Quoted text:

[hpsdr] Introducing the Hermes-Lite

John Marvin jm-hpsdr at themarvins.org
Sun Apr 13 21:55:00 PDT 2014


I definitely think there needs to be some thought on what, if any 
changes should be made. Obviously, in order to get the price in the 
range where it is, this is a very minimalist design. There's no I/O on 
the board other than the antenna connectors. The I/O is either on the 
FPGA board (LAN connector to talk HPSDR protocol) or non-existant, i.e. 
you have to use your PC I/O.

I'm thinking about the various differences in terms of where this fits 
in compared to the SDR stick boards, etc. The main thing this brings to 
the table is transmit capability at low cost. If you just want receive 
you'd be better off with a SDR stick HF1 board. However if you want 
transmit capability you need to buy the HF2 and the TX2 which gives you 
Hermes equivalent performance at a price that is a significant part (but 
still cheaper) of the cost of a full Hermes board.

If I am reading the specs correctly, the output is 10 mW. I'm wondering 
what functionality could be added to the board without significantly 
raising the price. In my opinion, some sort of gain stage that could get 
the output up into the range of 100-500 mW would make sense if it could 
be done relatively cheaply.

I think there definitely needs to be some further development on this 
idea before a significant number of people jump in. Also, I think we 
need a more complete enumeration of what you get and what you don't get 
in terms of performance and features, in order to properly set 
expectations. This is a Hermes "Lite", so there are significant 
tradeoffs, but that shouldn't surprise anyone given the price.

What do others think?

Location labeling listing
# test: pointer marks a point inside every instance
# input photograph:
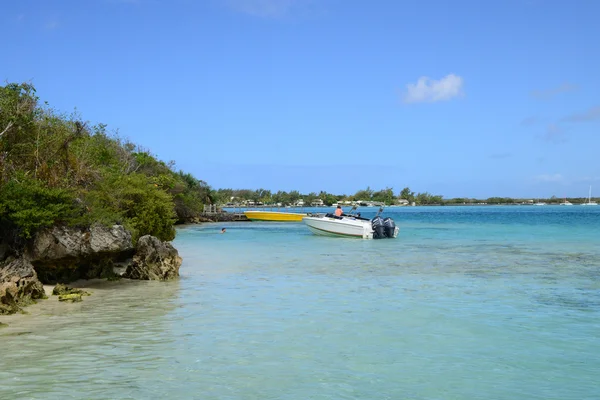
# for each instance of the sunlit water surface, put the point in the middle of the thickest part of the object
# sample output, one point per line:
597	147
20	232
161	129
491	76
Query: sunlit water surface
467	303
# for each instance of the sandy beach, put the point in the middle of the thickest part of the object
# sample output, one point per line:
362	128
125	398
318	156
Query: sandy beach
40	312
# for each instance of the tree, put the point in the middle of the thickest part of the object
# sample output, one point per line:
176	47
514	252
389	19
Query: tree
385	196
366	194
407	194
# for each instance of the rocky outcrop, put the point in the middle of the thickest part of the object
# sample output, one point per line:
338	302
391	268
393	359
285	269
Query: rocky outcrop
64	243
19	285
154	260
62	254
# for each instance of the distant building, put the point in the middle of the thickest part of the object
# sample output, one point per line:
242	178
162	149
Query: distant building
317	203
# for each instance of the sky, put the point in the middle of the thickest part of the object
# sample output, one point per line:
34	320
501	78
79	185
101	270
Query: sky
463	98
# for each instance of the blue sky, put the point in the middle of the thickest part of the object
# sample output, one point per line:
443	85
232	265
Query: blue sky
458	98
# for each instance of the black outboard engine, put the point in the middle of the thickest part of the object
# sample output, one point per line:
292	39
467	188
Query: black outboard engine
389	227
378	228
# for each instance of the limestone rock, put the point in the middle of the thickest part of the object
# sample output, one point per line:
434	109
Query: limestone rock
73	297
63	290
154	260
19	285
62	242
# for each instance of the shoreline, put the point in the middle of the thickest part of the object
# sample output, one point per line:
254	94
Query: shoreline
51	307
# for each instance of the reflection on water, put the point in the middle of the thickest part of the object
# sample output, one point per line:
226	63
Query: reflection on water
479	306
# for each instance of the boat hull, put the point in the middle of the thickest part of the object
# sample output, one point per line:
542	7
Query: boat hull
274	216
327	226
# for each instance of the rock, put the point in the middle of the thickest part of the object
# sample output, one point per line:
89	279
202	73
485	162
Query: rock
73	298
3	250
63	254
62	242
63	290
154	260
19	285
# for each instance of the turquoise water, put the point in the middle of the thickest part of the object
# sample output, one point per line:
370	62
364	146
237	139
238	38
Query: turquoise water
467	303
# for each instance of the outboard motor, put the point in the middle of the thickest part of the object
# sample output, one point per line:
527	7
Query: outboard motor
378	228
389	227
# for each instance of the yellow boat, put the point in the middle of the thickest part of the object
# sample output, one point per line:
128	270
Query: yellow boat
274	216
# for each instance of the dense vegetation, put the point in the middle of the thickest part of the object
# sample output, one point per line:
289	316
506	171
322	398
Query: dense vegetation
55	169
262	196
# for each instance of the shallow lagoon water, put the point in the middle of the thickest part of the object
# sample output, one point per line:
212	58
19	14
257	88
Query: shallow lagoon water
467	303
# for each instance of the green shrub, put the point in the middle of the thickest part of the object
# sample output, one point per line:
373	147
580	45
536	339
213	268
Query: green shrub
27	205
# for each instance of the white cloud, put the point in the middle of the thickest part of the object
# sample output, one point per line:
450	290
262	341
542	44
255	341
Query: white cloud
590	115
428	90
555	133
549	93
549	178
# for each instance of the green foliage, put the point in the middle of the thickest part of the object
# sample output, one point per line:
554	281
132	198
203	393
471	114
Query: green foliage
136	202
385	196
54	169
407	194
26	206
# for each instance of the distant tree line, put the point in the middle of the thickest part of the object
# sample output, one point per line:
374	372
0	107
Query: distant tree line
384	196
56	169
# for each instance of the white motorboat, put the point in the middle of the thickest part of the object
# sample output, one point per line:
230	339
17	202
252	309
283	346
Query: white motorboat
590	202
351	225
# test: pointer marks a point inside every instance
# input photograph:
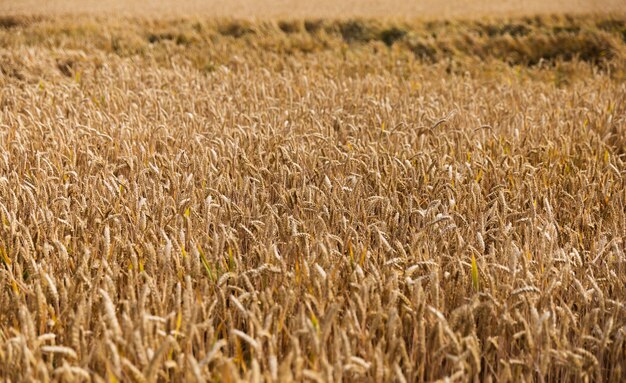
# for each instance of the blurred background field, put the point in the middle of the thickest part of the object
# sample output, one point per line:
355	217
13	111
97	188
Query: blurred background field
304	8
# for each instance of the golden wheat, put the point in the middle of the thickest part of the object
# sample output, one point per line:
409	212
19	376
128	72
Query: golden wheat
323	200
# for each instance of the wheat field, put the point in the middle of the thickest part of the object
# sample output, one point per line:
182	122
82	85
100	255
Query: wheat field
193	199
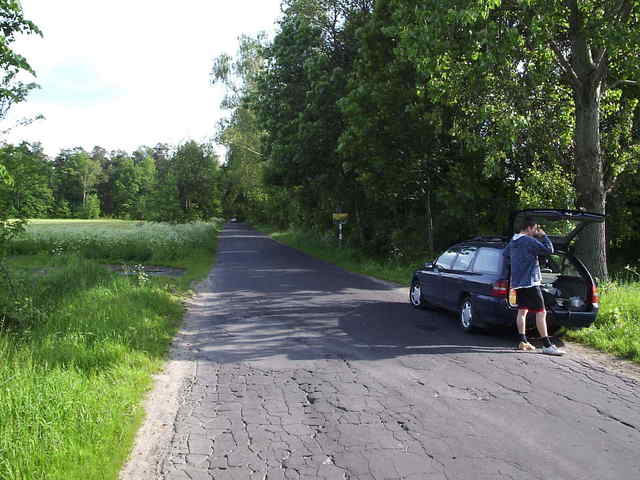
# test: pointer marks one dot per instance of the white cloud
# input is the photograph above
(125, 73)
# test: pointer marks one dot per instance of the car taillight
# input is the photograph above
(595, 296)
(513, 299)
(500, 288)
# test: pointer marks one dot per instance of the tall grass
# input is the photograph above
(112, 241)
(617, 328)
(76, 356)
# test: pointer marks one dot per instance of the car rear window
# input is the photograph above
(488, 260)
(447, 258)
(465, 257)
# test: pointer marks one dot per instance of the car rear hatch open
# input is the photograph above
(561, 226)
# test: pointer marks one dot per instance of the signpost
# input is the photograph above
(340, 219)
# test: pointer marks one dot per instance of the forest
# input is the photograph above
(427, 122)
(163, 183)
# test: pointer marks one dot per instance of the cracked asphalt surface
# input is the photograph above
(305, 371)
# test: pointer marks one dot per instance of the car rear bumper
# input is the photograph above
(498, 311)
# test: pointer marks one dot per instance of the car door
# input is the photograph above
(443, 276)
(456, 278)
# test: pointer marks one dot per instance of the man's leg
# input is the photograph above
(521, 322)
(541, 323)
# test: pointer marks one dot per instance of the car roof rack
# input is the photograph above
(488, 239)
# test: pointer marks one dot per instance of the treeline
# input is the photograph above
(162, 183)
(431, 121)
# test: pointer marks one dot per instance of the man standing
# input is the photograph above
(522, 256)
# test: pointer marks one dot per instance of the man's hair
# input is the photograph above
(527, 222)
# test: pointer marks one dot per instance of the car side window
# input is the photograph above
(465, 257)
(487, 260)
(445, 261)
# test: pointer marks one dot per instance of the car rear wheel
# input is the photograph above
(466, 316)
(416, 295)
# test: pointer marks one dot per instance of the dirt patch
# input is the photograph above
(154, 270)
(161, 405)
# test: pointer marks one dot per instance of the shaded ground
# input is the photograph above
(302, 370)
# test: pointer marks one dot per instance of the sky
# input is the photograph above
(126, 73)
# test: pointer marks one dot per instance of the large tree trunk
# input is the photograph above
(589, 183)
(589, 69)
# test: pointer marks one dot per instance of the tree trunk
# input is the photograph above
(589, 183)
(429, 219)
(589, 71)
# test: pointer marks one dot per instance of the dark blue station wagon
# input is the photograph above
(470, 278)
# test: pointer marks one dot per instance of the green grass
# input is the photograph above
(110, 240)
(76, 356)
(616, 330)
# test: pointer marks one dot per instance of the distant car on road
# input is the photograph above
(469, 277)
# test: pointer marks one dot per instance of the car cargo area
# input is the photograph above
(564, 286)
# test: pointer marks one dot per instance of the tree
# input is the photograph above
(196, 168)
(29, 195)
(12, 24)
(487, 57)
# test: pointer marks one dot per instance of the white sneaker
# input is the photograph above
(553, 350)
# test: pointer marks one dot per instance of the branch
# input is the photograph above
(601, 63)
(623, 82)
(623, 11)
(564, 63)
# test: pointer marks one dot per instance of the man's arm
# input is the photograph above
(506, 262)
(541, 245)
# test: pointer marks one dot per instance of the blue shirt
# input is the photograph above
(521, 253)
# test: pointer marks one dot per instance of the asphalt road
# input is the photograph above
(306, 371)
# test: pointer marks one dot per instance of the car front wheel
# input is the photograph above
(415, 295)
(467, 316)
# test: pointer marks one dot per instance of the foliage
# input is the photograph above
(29, 194)
(12, 64)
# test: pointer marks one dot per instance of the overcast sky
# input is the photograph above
(125, 73)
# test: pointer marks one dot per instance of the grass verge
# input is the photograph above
(616, 330)
(395, 269)
(77, 354)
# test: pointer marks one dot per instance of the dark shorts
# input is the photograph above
(530, 299)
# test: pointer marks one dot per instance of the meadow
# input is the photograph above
(79, 343)
(616, 330)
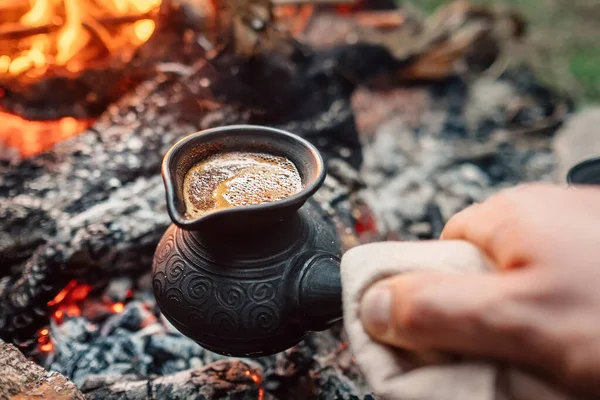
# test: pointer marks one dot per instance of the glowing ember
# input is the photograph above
(117, 308)
(47, 348)
(46, 344)
(256, 378)
(62, 294)
(66, 301)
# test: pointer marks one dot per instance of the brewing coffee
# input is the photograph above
(237, 179)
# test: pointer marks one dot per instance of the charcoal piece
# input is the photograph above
(169, 347)
(94, 204)
(21, 378)
(173, 366)
(118, 289)
(133, 318)
(227, 379)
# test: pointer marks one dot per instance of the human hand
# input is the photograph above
(542, 310)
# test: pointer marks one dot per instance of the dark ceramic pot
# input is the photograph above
(248, 281)
(585, 173)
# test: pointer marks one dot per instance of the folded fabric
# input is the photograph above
(402, 375)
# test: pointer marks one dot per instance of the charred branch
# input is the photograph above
(23, 379)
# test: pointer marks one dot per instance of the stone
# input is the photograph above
(578, 140)
(21, 379)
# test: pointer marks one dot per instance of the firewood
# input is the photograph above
(94, 204)
(221, 379)
(21, 379)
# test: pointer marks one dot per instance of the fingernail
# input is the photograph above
(376, 307)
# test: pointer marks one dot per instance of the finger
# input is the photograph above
(496, 227)
(477, 314)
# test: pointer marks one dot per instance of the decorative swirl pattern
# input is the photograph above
(196, 317)
(174, 298)
(175, 268)
(262, 292)
(165, 249)
(231, 296)
(157, 285)
(197, 288)
(224, 323)
(263, 319)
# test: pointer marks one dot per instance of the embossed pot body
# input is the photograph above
(248, 281)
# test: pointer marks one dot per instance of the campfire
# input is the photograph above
(415, 119)
(46, 39)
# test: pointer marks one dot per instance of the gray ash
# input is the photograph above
(136, 349)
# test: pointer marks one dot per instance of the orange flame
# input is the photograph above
(61, 32)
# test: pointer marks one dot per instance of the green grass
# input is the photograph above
(563, 44)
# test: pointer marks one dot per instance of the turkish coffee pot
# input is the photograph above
(250, 280)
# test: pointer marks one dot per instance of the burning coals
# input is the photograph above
(105, 347)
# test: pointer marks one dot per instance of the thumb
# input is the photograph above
(476, 314)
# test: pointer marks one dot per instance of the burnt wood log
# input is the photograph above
(24, 379)
(94, 204)
(231, 379)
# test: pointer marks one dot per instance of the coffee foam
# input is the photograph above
(238, 179)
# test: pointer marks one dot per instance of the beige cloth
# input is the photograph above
(394, 374)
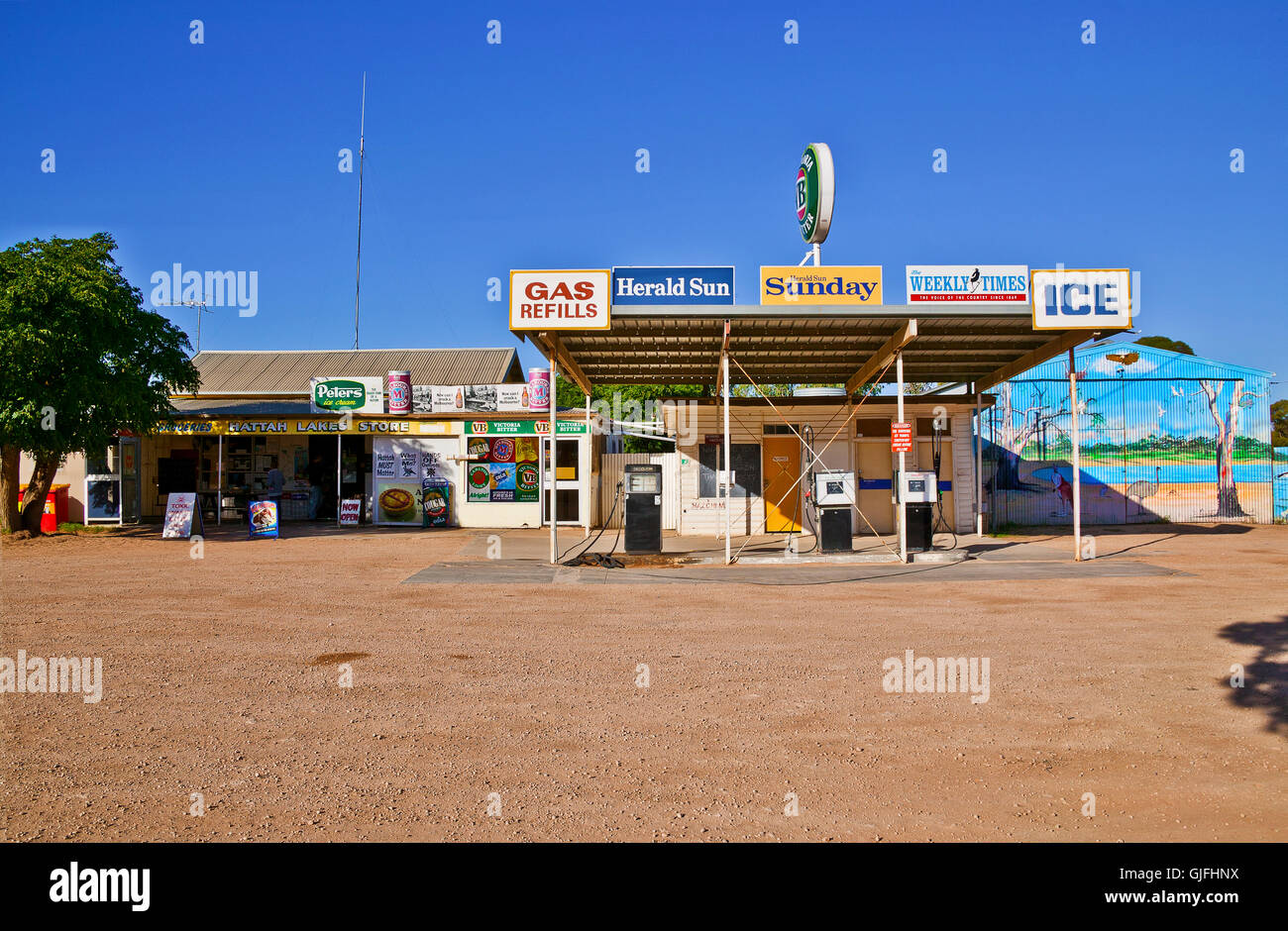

Task description: Resume the Hermes-Lite post above, starting right after its final question.

Response:
John
AC0ZG


On 4/13/2014 5:01 PM, John Marvin wrote:
> Steve,
>
> This is really cool! I suspect this is going to take off, especially 
> if TAPR is willing to produce finished boards (after a little more 
> shakedown and polishing by early adopters). Even if not, I've been 
> wanting to take my surface mount skills to the next level, but wasn't 
> willing to try something as expensive and as complicated as a Hermes 
> board from scratch.
>
> So, who wants to be in the first wave of early adopters? Can we get 
> together a group purchase of PCB's and components? Perhaps there 
> should only be a small number of people in the first wave, who are 
> willing to build immediately and help refine things for the next 
> group. I'm willing to help or coordinate things, but I would need help 
> with understanding and completing the process of preparing the gerber 
> files for submitting to a PCB vendor. I would also need someone else 
> to do any modifications that might be required (since I am not 
> familiar with the tools involved), based on Steve's replies to the 
> questions below?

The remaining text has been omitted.